Rencontre Claire Bernardi, directrice musée de l’Orangerie : « Dans le flou, un impensé des Nymphéas de Monet et de l’histoire de la représentation » 🎧

Vincent Dulom (né en 1965), « Hommage à Monet », 2024, jet d’encre sur toile (unique), 150×150 cm, collection de l’artiste, avec l’aimable autorisation de l’artiste et de la Galerie ETC (Paris). (Musée d’Orsay / ALLISON BELLIDO ESPICHAN)

Si le flou, l’indéterminé, l’indistinct n’a jamais été aussi présent dans nos vies, il n’avait pas encore fait l’objet d’une exposition. C’est l’objectif que s’est fixé Claire Bernardi, directrice du musée de l’Orangerie à partir d’une traversée chrono-thématique de l’art de 1945 à nos jours, l’un des points de bascule se jouant autour de la 2ème Guerre mondiale et les catastrophes qui ont suivi jusqu’au 11 septembre. Au-delà du flou photographique, qu’il soit volontaire ou non, il est question d’interroger la nature même de l’image et ses régimes d’apparition dans un parcours en trois temps, à la fois sensitif et mental, didactique et onirique, théorique et ouvert. De Manet, Rodin à Giacometti en passant par Gerhard Richter, Sigmar Polke ou Bill Viola (black box créée pour l’occasion) jusqu’à des œuvres plus récentes avec Eva Nielsen, Mircea Cantor ou Léa Blooussovitch, surgissent jalons et points de rupture d’une autre histoire du regard aux confins de l’inframince et de l’aura tandis que plane cette image manquante (les camps de la Shoah) à la fois structurante et fantomatique évoquée par Georges Didi-Huberman. Claire Bernardi, entourée d’Emilia Philippot et Juliette Degennes revient sur les partis pris qui les ont guidés, le formidable projet Robert Ryman et la programmation qu’elle défend à l’Orangerie autour de la matrice que représente les Nymphéas de Monet alors qu’en contrepoint l’exposition David Claerbout prolonge l’expérience liminale du visiteur. Une articulation d’une grande cohérence. Claire Bernardi a répondu à mes questions.

§ À FAIRE:
Écrivez la suite du texte sur l'exposition consacrée au flou au musée de l'Orangerie, en commençant juste après sa dernière phrase.

§ LIGNES:
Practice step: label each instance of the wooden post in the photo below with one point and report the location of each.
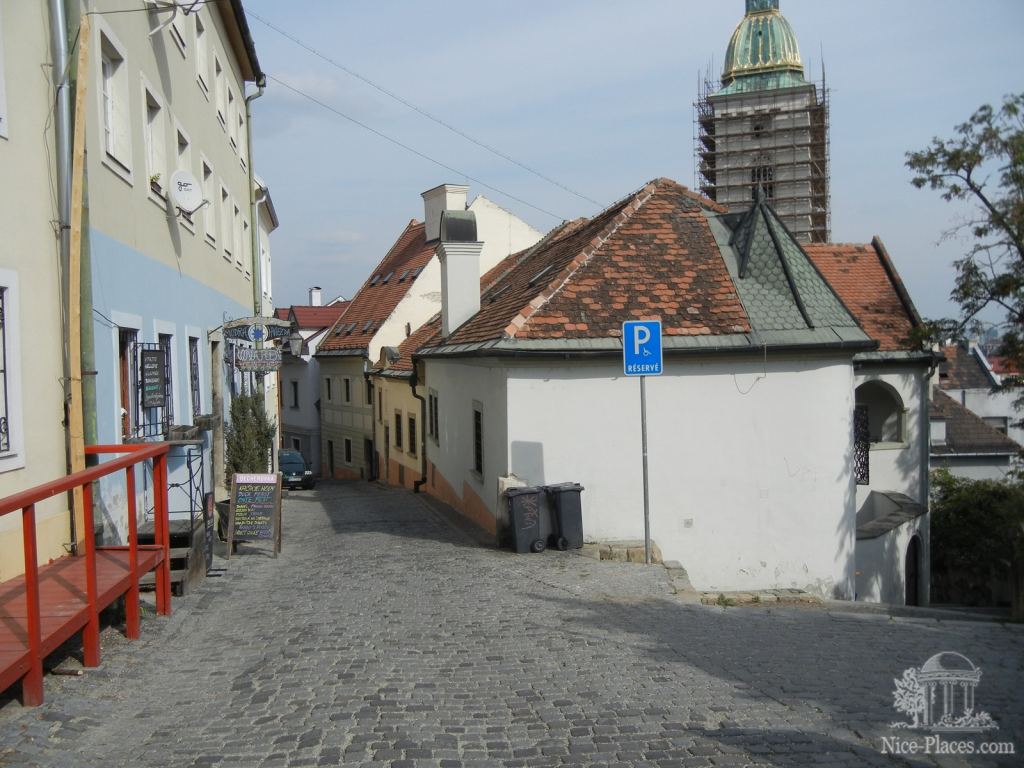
(76, 426)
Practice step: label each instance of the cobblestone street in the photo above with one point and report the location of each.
(385, 636)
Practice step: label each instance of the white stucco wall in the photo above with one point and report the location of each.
(751, 483)
(458, 385)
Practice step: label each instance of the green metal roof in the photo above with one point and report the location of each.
(779, 287)
(763, 52)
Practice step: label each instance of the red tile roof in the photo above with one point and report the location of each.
(318, 316)
(651, 255)
(867, 283)
(386, 286)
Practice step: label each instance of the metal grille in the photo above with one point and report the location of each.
(194, 373)
(4, 426)
(861, 445)
(153, 420)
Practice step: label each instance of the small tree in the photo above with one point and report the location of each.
(250, 435)
(977, 532)
(983, 165)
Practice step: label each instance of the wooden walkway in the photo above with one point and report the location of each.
(64, 604)
(45, 606)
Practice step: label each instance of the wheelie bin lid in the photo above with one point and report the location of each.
(559, 487)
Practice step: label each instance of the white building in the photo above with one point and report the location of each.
(401, 293)
(32, 366)
(751, 430)
(300, 376)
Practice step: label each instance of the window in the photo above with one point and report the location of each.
(11, 430)
(219, 92)
(225, 223)
(762, 178)
(114, 105)
(998, 423)
(210, 217)
(202, 57)
(194, 377)
(432, 429)
(478, 438)
(3, 90)
(156, 159)
(166, 342)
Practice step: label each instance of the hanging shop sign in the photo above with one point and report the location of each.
(258, 360)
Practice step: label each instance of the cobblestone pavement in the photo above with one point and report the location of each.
(385, 636)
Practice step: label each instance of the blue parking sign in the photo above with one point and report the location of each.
(642, 347)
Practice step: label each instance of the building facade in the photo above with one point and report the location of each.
(33, 449)
(767, 127)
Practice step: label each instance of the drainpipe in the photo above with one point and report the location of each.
(61, 143)
(414, 383)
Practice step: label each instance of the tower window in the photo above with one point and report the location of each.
(763, 176)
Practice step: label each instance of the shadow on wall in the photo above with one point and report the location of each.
(527, 462)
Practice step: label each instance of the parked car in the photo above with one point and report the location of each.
(295, 470)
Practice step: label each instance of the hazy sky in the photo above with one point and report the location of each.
(597, 95)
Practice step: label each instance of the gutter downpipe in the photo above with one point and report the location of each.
(414, 382)
(254, 256)
(61, 142)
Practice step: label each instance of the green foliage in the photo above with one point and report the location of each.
(250, 435)
(983, 165)
(977, 532)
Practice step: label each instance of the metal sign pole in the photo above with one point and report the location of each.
(646, 487)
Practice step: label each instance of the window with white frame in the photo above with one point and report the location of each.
(220, 92)
(202, 56)
(11, 432)
(3, 88)
(114, 104)
(156, 157)
(210, 215)
(225, 222)
(232, 126)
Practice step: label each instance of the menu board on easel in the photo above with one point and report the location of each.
(255, 510)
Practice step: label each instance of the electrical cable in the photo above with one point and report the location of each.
(420, 111)
(410, 148)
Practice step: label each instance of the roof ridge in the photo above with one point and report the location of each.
(584, 256)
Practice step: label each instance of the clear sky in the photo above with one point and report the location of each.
(597, 95)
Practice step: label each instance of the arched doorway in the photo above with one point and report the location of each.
(911, 572)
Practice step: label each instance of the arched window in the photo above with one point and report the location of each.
(886, 422)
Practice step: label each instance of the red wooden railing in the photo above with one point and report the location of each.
(32, 682)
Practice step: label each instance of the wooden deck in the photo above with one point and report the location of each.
(64, 603)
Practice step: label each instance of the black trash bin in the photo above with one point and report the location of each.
(567, 514)
(524, 514)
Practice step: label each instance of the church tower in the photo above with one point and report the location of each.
(766, 127)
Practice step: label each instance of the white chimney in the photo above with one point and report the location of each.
(438, 200)
(459, 254)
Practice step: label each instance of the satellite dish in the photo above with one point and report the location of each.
(185, 193)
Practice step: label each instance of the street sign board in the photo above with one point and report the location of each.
(642, 347)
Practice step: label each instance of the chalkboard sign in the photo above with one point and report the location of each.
(255, 510)
(154, 381)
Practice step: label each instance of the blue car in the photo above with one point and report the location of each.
(295, 470)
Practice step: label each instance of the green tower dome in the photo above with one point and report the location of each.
(763, 52)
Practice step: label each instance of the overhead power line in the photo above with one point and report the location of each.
(419, 110)
(407, 147)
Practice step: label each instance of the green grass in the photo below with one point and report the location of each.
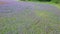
(46, 23)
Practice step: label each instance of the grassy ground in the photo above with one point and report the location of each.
(44, 23)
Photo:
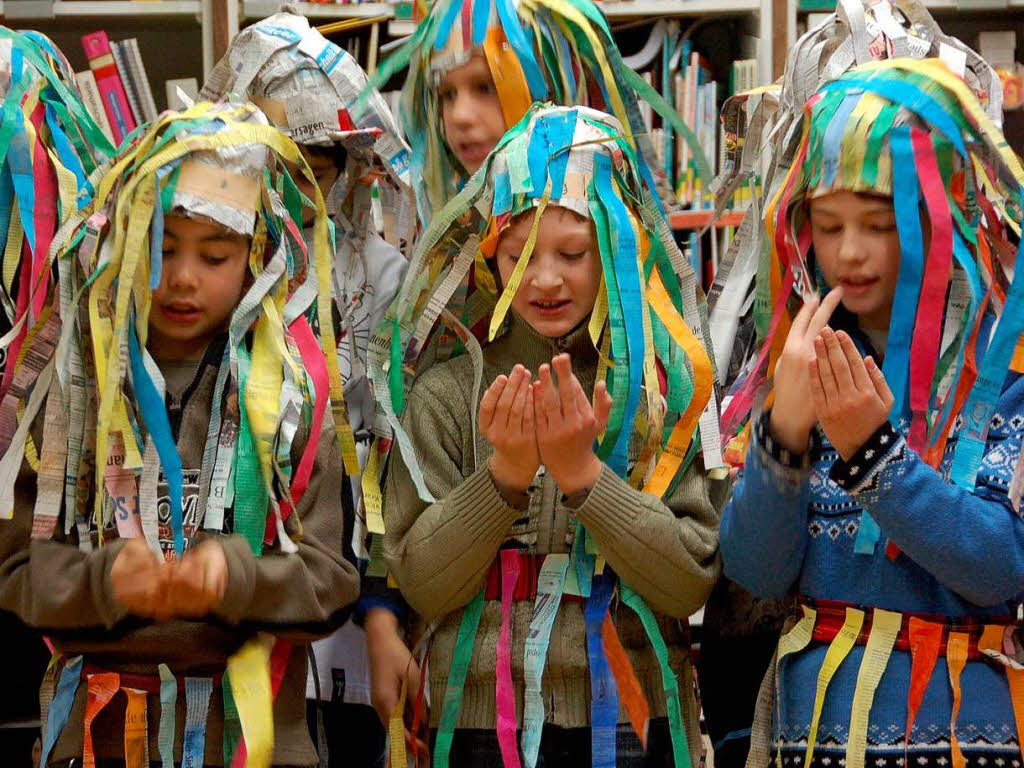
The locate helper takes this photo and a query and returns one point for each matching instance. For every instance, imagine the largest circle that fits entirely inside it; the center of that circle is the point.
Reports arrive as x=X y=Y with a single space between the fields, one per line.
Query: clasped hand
x=529 y=423
x=849 y=393
x=162 y=590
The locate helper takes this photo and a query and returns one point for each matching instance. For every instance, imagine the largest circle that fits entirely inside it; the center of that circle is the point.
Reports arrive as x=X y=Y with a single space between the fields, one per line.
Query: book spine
x=118 y=51
x=141 y=78
x=112 y=92
x=90 y=95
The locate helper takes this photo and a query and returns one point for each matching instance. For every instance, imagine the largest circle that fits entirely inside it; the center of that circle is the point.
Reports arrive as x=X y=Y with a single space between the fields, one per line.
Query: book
x=140 y=78
x=112 y=92
x=118 y=51
x=90 y=96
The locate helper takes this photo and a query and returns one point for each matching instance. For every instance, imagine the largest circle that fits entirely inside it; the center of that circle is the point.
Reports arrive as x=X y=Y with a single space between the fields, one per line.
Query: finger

§ RÉSULTAT FINAL:
Conservatrice générale du patrimoine, Claire Bernardi est directrice du musée de l’Orangerie depuis 2021. Elle a commencé sa carrière au Centre national des arts plastiques, avant de rejoindre le musée d’Orsay en tant que conservatrice pour les peintures de la fin du XIXe et du début du XXe siècle. Elle a été commissaire de plusieurs expositions internationales, parmi lesquelles Gauguin l’Alchimiste (Art Institute of Chicago et Grand Palais, 2017), Le Douanier Rousseau, l’innocence archaïque (2015-16, avec le Palais des Doges, Venise), Picasso, bleu et rose (2018, avec la Fondation Beyeler, Bâle) et Edvard Munch, Un poème de vie, d’amour et de mort (2022) au musée d’Orsay. Au musée de l’Orangerie, elle a signé Soutine – de Kooning, la peinture incarnée (2020-21, avec la Barnes Foundation, Philadelphie), Robert Ryman. Le regard en acte et Heinz Berggruen, Un marchand et sa collection (2024). 

Claire Bernardi en écoute FOMO_Podcast 🎧

Claire Bernardi, directrice musée de l’Orangerie, crédit photo Sophie Crépy, musée de l’Orangerie

Marie de la Fresnaye. Quelle est la genèse de l’exposition « Dans le flou » ?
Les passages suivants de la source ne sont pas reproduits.